━━━━━ SELECTED TEXT ━━━━━

Walk page table for the faulting address and dump PDEs and PTEs at
all levels. Also flag discrepancies where a PDE points to a different
address than the next level PDB or PTB BO.

Signed-off-by: Felix Kuehling <felix.kuehl...@amd.com>
---
 drivers/gpu/drm/amd/amdgpu/amdgpu_ttm.c |  5 +-
 drivers/gpu/drm/amd/amdgpu/amdgpu_ttm.h |  2 +
 drivers/gpu/drm/amd/amdgpu/amdgpu_vm.c  | 74 ++++++++++++++++++++++++-
 drivers/gpu/drm/amd/amdgpu/amdgpu_vm.h  |  7 ++-
 drivers/gpu/drm/amd/amdgpu/gmc_v8_0.c   |  5 +-
 drivers/gpu/drm/amd/amdgpu/gmc_v9_0.c   |  5 +-
 6 files changed, 89 insertions(+), 9 deletions(-)

diff --git a/drivers/gpu/drm/amd/amdgpu/amdgpu_ttm.c 
b/drivers/gpu/drm/amd/amdgpu/amdgpu_ttm.c
index bbbf069efb77..78440748c87f 100644
--- a/drivers/gpu/drm/amd/amdgpu/amdgpu_ttm.c
+++ b/drivers/gpu/drm/amd/amdgpu/amdgpu_ttm.c
@@ -1505,9 +1505,8 @@ static bool amdgpu_ttm_bo_eviction_valuable(struct 
ttm_buffer_object *bo,
  * This is used to access VRAM that backs a buffer object via MMIO
  * access for debugging purposes.

━━━━━ RECORD EXTRACTS ━━━━━

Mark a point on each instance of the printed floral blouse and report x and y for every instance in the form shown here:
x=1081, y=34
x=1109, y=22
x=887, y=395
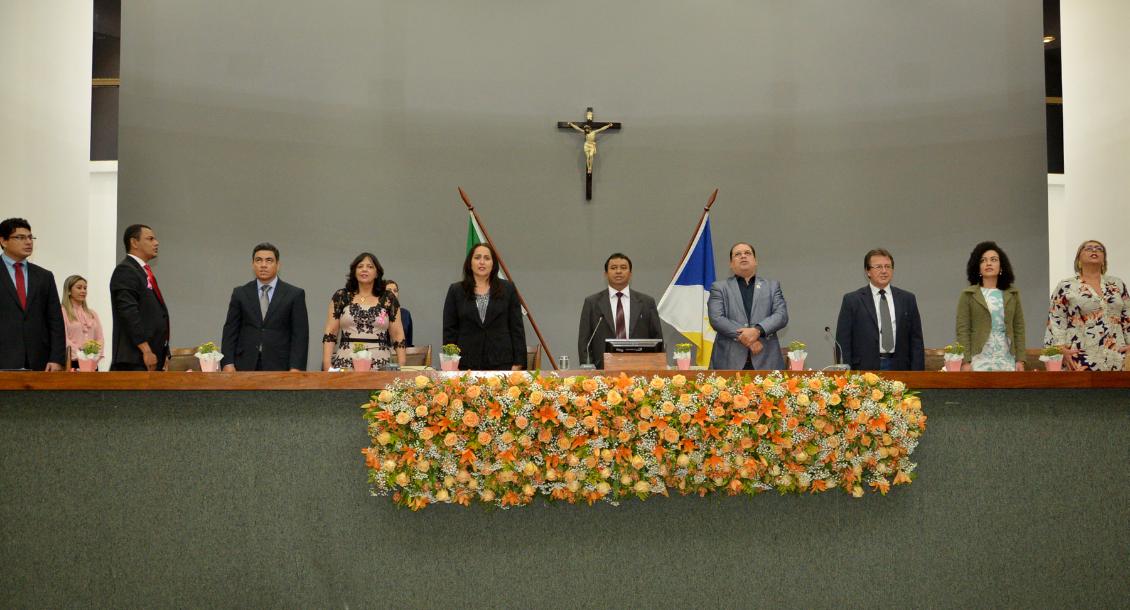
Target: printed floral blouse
x=1097, y=324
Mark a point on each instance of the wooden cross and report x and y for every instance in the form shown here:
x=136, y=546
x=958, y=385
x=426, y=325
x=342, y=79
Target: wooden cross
x=590, y=130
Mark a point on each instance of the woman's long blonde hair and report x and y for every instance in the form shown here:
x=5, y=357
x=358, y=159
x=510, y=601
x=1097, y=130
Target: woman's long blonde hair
x=68, y=306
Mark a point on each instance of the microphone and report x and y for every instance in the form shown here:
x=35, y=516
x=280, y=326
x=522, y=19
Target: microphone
x=588, y=347
x=836, y=353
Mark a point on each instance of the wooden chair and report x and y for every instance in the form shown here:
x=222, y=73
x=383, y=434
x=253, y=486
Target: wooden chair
x=183, y=359
x=418, y=356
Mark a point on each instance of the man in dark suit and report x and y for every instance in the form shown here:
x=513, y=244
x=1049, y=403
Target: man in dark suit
x=267, y=327
x=615, y=312
x=139, y=308
x=32, y=333
x=879, y=328
x=746, y=311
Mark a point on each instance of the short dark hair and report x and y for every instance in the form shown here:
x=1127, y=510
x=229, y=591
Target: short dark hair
x=973, y=267
x=10, y=225
x=876, y=252
x=742, y=243
x=617, y=255
x=268, y=246
x=132, y=232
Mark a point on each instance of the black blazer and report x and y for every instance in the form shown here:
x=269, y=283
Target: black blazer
x=283, y=338
x=497, y=343
x=858, y=331
x=644, y=323
x=34, y=337
x=138, y=315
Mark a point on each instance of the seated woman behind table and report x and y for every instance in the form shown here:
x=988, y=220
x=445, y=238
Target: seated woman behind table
x=80, y=321
x=481, y=314
x=990, y=319
x=1089, y=314
x=363, y=312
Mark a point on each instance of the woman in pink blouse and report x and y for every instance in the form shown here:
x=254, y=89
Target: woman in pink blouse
x=81, y=322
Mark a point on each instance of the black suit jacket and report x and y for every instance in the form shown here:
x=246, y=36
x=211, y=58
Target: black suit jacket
x=283, y=338
x=644, y=323
x=496, y=343
x=138, y=316
x=33, y=337
x=858, y=331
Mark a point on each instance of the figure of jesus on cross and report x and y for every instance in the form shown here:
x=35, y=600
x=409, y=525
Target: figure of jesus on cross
x=590, y=130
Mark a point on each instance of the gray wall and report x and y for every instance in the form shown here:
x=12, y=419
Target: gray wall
x=828, y=128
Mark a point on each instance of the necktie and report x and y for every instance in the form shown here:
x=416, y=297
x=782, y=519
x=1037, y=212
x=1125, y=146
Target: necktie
x=886, y=331
x=153, y=282
x=620, y=330
x=20, y=288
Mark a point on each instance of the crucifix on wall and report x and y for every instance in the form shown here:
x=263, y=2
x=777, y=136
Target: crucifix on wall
x=589, y=129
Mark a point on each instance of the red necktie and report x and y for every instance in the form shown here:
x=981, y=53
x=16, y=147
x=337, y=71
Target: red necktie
x=153, y=281
x=20, y=288
x=620, y=331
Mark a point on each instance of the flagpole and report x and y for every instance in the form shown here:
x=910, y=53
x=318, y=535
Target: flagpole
x=502, y=264
x=694, y=233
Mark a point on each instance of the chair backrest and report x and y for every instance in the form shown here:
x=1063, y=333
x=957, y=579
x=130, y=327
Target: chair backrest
x=935, y=358
x=418, y=356
x=183, y=359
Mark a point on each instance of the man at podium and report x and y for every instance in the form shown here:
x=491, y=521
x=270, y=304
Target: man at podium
x=617, y=312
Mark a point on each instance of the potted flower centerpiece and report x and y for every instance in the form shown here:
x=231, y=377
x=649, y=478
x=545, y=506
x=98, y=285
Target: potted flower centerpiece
x=88, y=356
x=363, y=359
x=797, y=355
x=209, y=357
x=1052, y=356
x=681, y=356
x=449, y=357
x=954, y=356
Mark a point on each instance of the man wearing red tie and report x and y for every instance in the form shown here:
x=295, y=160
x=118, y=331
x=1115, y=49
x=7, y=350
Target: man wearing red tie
x=32, y=332
x=140, y=313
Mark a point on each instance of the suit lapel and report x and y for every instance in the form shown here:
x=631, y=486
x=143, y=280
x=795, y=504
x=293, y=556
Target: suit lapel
x=605, y=306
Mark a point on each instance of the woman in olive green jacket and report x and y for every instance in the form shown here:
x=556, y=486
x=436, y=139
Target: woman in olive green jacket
x=990, y=319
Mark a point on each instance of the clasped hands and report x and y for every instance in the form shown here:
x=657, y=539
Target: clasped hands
x=750, y=338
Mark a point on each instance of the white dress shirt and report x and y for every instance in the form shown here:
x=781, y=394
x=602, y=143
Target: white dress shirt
x=878, y=315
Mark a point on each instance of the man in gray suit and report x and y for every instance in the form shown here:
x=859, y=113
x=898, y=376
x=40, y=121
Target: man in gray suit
x=747, y=312
x=616, y=312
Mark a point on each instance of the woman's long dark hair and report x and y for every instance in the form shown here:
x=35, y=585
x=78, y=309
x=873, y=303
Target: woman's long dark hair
x=469, y=276
x=353, y=286
x=973, y=268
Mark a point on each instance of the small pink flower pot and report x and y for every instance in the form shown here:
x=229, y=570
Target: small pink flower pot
x=449, y=364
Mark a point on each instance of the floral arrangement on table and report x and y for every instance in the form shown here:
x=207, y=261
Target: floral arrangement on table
x=505, y=438
x=90, y=350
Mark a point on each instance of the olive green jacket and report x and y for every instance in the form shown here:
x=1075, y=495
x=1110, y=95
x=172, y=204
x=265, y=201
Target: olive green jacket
x=974, y=321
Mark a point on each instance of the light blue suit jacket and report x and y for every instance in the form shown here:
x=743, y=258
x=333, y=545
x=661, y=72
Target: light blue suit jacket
x=727, y=316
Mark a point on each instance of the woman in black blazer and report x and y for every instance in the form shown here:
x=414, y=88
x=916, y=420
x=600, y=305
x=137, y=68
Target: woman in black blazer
x=484, y=317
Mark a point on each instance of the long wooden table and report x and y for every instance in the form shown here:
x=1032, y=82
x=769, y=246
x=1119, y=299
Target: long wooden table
x=249, y=489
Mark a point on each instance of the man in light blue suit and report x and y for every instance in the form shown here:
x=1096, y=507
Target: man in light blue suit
x=747, y=311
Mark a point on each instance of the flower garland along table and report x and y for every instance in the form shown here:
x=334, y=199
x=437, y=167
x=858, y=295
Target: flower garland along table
x=505, y=438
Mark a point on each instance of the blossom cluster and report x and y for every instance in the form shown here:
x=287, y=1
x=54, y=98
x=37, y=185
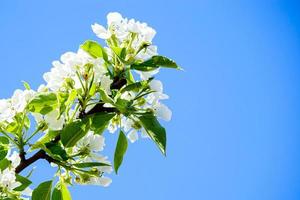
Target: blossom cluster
x=85, y=93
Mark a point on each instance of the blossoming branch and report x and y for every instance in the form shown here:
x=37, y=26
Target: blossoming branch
x=86, y=92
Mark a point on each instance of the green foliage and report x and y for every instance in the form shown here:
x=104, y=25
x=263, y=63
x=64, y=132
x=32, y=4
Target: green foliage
x=43, y=103
x=120, y=151
x=4, y=142
x=99, y=121
x=25, y=182
x=154, y=130
x=154, y=63
x=43, y=191
x=94, y=49
x=74, y=131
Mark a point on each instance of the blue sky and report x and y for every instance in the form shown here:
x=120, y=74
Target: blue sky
x=235, y=129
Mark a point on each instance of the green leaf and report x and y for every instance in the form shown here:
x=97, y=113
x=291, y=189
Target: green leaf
x=4, y=164
x=155, y=131
x=24, y=181
x=120, y=151
x=94, y=49
x=105, y=98
x=100, y=121
x=90, y=164
x=43, y=103
x=136, y=86
x=123, y=105
x=4, y=142
x=50, y=135
x=74, y=131
x=65, y=192
x=57, y=151
x=43, y=191
x=65, y=100
x=154, y=63
x=56, y=194
x=120, y=52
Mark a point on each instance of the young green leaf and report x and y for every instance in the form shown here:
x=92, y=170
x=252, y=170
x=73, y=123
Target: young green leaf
x=4, y=142
x=56, y=194
x=100, y=121
x=43, y=103
x=74, y=131
x=4, y=164
x=56, y=150
x=120, y=151
x=24, y=182
x=90, y=164
x=43, y=191
x=65, y=194
x=154, y=130
x=154, y=63
x=50, y=135
x=94, y=49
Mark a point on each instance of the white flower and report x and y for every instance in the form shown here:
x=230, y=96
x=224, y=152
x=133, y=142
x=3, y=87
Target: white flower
x=147, y=53
x=6, y=111
x=105, y=84
x=15, y=159
x=147, y=75
x=102, y=181
x=8, y=179
x=91, y=142
x=53, y=122
x=162, y=111
x=10, y=107
x=101, y=32
x=70, y=64
x=133, y=135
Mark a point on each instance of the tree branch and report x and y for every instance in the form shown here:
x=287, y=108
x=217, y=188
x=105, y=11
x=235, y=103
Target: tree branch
x=41, y=154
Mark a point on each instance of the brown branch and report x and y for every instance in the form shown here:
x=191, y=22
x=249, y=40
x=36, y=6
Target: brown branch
x=41, y=154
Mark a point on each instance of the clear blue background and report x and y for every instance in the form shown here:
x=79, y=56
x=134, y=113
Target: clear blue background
x=235, y=130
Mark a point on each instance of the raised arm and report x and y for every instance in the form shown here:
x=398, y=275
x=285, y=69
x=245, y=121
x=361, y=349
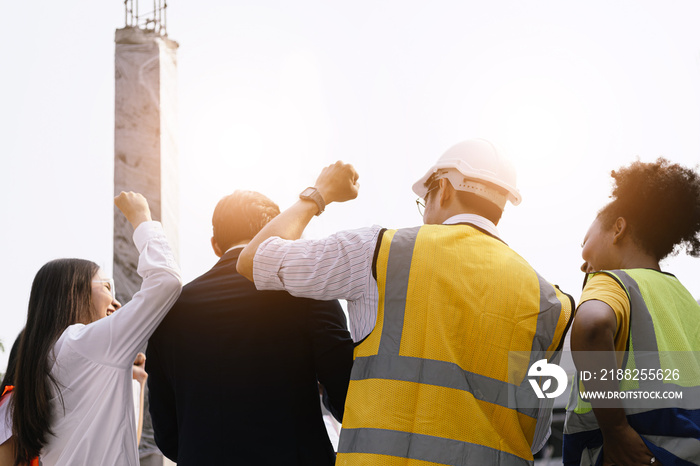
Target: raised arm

━━━━━

• _TASKS AND EXERCISES_
**1.** Duplicate the page-table patch, everything from "diff --git a/drivers/gpu/drm/amd/amdgpu/amdgpu_ttm.c" down to "for debugging purposes.".
**2.** Using the page-table patch, mark each statement yes or no and quote the words that decide it: (a) the patch changes six files; (b) the patch flags a PDE that points to a different address than the next level PDB or PTB BO; (c) the patch deletes more lines than it inserts.

• _ANSWERS PROVIDED_
**1.**
diff --git a/drivers/gpu/drm/amd/amdgpu/amdgpu_ttm.c 
b/drivers/gpu/drm/amd/amdgpu/amdgpu_ttm.c
index bbbf069efb77..78440748c87f 100644
--- a/drivers/gpu/drm/amd/amdgpu/amdgpu_ttm.c
+++ b/drivers/gpu/drm/amd/amdgpu/amdgpu_ttm.c
@@ -1505,9 +1505,8 @@ static bool amdgpu_ttm_bo_eviction_valuable(struct 
ttm_buffer_object *bo,
  * This is used to access VRAM that backs a buffer object via MMIO
  * access for debugging purposes.

**2.**
(a) Yes: "6 files changed"
(b) Yes: "Also flag discrepancies where a PDE points to a different address than the next level PDB or PTB BO."
(c) No: "89 insertions(+), 9 deletions(-)"